### Point labeling records
------------------------------

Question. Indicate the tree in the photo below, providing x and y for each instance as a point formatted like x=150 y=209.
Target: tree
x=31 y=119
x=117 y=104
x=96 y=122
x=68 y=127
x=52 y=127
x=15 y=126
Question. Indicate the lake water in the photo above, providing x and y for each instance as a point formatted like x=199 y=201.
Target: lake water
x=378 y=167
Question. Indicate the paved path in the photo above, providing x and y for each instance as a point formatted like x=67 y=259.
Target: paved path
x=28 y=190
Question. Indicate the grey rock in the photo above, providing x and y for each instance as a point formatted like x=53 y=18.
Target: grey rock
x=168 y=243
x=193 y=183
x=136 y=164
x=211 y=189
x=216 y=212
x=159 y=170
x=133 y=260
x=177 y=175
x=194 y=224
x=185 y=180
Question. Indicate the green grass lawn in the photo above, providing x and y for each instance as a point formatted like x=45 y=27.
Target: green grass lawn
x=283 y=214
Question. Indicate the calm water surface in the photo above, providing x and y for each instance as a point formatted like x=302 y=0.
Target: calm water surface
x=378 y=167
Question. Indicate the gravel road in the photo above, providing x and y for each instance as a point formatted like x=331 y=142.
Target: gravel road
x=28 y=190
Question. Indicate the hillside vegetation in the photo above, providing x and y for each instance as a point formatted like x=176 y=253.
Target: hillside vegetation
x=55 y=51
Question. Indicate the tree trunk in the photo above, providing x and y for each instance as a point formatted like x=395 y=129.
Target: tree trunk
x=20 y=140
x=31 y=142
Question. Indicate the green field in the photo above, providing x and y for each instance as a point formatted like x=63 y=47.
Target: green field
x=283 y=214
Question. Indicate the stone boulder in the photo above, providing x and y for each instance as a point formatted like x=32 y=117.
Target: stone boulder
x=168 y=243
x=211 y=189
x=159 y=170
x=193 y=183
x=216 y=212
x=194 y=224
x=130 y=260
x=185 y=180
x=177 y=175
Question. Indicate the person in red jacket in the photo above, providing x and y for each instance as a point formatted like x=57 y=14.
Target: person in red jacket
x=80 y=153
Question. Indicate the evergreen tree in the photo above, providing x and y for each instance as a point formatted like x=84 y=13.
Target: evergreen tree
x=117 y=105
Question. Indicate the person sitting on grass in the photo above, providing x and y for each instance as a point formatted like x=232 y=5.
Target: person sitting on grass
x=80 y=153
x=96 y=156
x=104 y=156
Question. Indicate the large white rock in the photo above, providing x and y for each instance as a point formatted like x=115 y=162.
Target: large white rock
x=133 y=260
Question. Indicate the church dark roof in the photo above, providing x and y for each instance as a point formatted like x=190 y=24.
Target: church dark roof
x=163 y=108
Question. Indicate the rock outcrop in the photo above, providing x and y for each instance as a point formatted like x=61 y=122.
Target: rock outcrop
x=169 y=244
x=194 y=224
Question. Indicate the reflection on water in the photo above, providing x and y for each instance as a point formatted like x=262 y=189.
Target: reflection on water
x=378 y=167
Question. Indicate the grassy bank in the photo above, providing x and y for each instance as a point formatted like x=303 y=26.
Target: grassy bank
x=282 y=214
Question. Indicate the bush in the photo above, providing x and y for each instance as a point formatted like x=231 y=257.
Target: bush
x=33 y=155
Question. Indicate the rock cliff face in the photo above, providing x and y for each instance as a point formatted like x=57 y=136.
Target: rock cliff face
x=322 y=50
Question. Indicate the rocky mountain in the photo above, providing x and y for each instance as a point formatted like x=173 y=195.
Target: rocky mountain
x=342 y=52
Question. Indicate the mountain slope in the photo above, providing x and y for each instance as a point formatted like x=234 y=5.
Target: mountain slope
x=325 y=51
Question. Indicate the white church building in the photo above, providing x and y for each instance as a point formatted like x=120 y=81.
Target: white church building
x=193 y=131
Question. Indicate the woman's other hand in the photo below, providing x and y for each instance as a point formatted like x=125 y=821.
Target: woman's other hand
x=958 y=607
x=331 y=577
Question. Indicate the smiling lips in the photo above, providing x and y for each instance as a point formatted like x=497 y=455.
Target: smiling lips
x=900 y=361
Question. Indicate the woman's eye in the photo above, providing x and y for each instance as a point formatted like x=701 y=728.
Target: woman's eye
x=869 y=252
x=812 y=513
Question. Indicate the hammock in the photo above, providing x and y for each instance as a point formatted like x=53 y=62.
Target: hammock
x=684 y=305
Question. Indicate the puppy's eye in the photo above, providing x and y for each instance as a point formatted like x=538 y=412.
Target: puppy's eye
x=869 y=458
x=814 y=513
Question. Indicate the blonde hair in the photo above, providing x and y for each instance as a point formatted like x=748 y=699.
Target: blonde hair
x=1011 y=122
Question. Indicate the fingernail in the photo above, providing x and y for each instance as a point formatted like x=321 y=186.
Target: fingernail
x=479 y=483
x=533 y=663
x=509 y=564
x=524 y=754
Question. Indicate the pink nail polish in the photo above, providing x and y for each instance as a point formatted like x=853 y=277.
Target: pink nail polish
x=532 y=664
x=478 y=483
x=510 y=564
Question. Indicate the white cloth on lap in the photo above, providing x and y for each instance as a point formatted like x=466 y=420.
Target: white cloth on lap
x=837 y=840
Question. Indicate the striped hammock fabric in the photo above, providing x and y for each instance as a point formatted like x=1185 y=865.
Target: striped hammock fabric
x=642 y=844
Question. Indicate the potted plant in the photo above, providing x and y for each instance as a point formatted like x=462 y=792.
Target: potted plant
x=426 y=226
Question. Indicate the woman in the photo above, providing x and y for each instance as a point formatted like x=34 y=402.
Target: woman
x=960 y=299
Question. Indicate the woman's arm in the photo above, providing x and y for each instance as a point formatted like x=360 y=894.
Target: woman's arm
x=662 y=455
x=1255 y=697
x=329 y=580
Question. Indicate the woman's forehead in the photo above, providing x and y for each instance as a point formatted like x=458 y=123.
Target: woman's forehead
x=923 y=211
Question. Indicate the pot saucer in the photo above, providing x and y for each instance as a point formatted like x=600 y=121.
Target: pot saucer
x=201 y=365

------------------------------

### SHORT EXERCISE
Render the stretch of the records above, from the line containing "Question. Indicate the rocky" through the line containing "x=1011 y=122", as a Markdown table with two columns, Row and Line. Give each line its row number and omit blank lines.

### RESPONSE BELOW
| Row | Line |
|---|---|
| 1 | Question. Indicate the rocky mountain in the photo above, providing x and y for each instance as a point formatted like x=173 y=195. |
| 2 | Target: rocky mountain |
| 3 | x=342 y=52 |
| 4 | Question. Indicate the mountain slope in the photo above, providing x and y for each instance as a point formatted like x=234 y=5. |
| 5 | Target: mountain slope |
| 6 | x=325 y=51 |
| 7 | Question. Indicate the white church building in the photo above, providing x and y for each instance as a point formatted like x=120 y=81. |
| 8 | Target: white church building |
| 9 | x=193 y=131 |
| 10 | Question. Indicate the woman's other hand in the photo below, providing x and y for each instance as a point formatted like x=125 y=821. |
| 11 | Target: woman's other hand |
| 12 | x=958 y=607 |
| 13 | x=331 y=577 |
| 14 | Question. Indicate the smiling lips in the photo above, providing x and y for each instance as a point formatted like x=497 y=455. |
| 15 | Target: smiling lips |
| 16 | x=900 y=361 |
| 17 | Question. Indicate the woman's eye in the photo above, providing x and y for each instance as a point formatted like x=701 y=728. |
| 18 | Target: woman's eye |
| 19 | x=869 y=252 |
| 20 | x=812 y=513 |
| 21 | Question. Indicate the hammock in the photo above, providing x and y for each instance as a point formatted like x=53 y=62. |
| 22 | Target: hammock |
| 23 | x=684 y=305 |
| 24 | Question. Indicate the puppy's eye in the photo above, providing x and y for each instance as a point formatted like x=538 y=412. |
| 25 | Target: puppy's eye |
| 26 | x=869 y=458 |
| 27 | x=814 y=513 |
| 28 | Question. Indicate the blonde hair in the photo above, providing x and y for each instance as a point formatted like x=748 y=699. |
| 29 | Target: blonde hair |
| 30 | x=1011 y=122 |